## PROVIDED RECORDS

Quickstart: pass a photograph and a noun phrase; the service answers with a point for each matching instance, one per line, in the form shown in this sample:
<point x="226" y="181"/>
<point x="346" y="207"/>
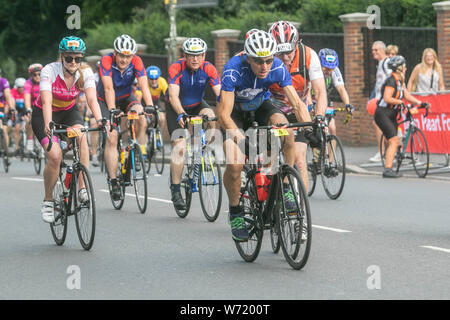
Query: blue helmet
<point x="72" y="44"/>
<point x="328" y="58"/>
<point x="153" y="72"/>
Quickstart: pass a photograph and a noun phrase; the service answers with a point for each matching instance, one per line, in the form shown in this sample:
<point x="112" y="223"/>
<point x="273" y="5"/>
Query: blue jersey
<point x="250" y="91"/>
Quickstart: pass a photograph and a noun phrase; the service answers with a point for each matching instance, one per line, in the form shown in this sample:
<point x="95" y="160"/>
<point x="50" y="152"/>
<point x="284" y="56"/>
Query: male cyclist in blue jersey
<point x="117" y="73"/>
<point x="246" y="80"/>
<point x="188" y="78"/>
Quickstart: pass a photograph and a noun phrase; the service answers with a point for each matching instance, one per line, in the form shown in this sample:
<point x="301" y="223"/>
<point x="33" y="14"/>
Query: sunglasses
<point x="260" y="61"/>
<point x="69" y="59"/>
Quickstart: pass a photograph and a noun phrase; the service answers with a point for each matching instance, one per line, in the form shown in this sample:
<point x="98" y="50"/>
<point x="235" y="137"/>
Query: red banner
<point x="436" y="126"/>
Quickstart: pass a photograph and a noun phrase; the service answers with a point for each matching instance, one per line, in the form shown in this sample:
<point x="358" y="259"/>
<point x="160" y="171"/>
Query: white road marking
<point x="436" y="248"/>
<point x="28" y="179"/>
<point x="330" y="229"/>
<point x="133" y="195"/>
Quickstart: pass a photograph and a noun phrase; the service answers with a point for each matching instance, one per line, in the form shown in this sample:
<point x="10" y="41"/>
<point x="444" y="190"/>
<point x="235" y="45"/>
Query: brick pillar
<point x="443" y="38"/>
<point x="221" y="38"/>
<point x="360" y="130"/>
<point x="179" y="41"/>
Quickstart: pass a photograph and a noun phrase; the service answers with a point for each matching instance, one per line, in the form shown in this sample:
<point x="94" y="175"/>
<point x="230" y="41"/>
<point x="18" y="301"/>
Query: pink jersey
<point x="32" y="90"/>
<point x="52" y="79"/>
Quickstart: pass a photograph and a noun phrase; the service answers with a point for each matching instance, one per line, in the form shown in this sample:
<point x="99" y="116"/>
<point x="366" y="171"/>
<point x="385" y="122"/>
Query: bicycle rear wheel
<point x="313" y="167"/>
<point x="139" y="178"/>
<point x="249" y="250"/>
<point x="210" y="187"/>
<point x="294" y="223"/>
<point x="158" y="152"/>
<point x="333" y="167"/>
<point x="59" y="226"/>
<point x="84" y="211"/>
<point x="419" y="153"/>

## AIM OF THE EXERCISE
What is needed is an exact reproduction of the data, pictures excluded.

## COMPLETED EXERCISE
Quickstart: pass a photograph and a noun phrase; the service answers with a point for each matching instance, one per line, in the form shown in this sample:
<point x="226" y="181"/>
<point x="346" y="207"/>
Query: blue helmet
<point x="72" y="44"/>
<point x="328" y="58"/>
<point x="153" y="72"/>
Quickstart: pass a photograph and a noun phrase; the service answers with a point for each matching instance, one per line, in the form shown in this sample:
<point x="112" y="223"/>
<point x="273" y="5"/>
Query: blue jersey
<point x="250" y="91"/>
Quickstart: pass a photograph and a noun phrase; the service answers with a point for each matching instance, one per line, in the form shown in this sample:
<point x="95" y="160"/>
<point x="50" y="152"/>
<point x="284" y="56"/>
Query: male cyclist in blue jersey
<point x="117" y="73"/>
<point x="246" y="80"/>
<point x="188" y="78"/>
Quickstart: pass a photograph and a noun phrase; the service answers with a point for each matching instance, one per line, in the form shown in this sample:
<point x="301" y="223"/>
<point x="33" y="14"/>
Query: sunglasses
<point x="260" y="61"/>
<point x="69" y="59"/>
Quickstart: pass a photograph and a noun phrase; the service answers with a point for each matching instance, one per line, in the form shown in this sample:
<point x="98" y="50"/>
<point x="235" y="137"/>
Query: red banner
<point x="436" y="126"/>
Quickstart: pass a photograph and a noun phrase; the service answers with a point for each matching instance, one per line, in the form shown in this sample:
<point x="358" y="259"/>
<point x="160" y="171"/>
Query: white road marking
<point x="436" y="248"/>
<point x="28" y="179"/>
<point x="330" y="229"/>
<point x="133" y="195"/>
Quickstart: pass a photograph and a noun phrase; the service answers with a point for each matching instance, one per line, in the form shown in this sample:
<point x="10" y="41"/>
<point x="444" y="190"/>
<point x="235" y="45"/>
Query: brick pillar
<point x="443" y="38"/>
<point x="221" y="38"/>
<point x="360" y="130"/>
<point x="179" y="41"/>
Quickstart: pass a photograph and a noun phrase; the service answers with a point for each matching instance, one per line, in the form shown in this sample:
<point x="94" y="175"/>
<point x="230" y="41"/>
<point x="18" y="301"/>
Query: pink jersey
<point x="32" y="90"/>
<point x="52" y="79"/>
Quickstart: pass a photograph and a noun phrase; the service answers with a point for each matching instance, one per line, in the form shown in this sample:
<point x="99" y="116"/>
<point x="366" y="171"/>
<point x="385" y="122"/>
Query: bicycle rear wheel
<point x="313" y="167"/>
<point x="139" y="178"/>
<point x="249" y="250"/>
<point x="210" y="187"/>
<point x="294" y="223"/>
<point x="158" y="152"/>
<point x="333" y="167"/>
<point x="59" y="226"/>
<point x="84" y="211"/>
<point x="419" y="153"/>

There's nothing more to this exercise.